Set problem: Copy each of the records below line for line, without changing anything.

[Point labeling examples]
· · · ·
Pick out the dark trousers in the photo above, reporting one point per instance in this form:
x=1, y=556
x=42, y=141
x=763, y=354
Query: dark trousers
· · · ·
Complete answer:
Pick out the dark trousers in the photo above, reporting one point per instance in this form:
x=1, y=556
x=42, y=141
x=763, y=354
Query: dark trousers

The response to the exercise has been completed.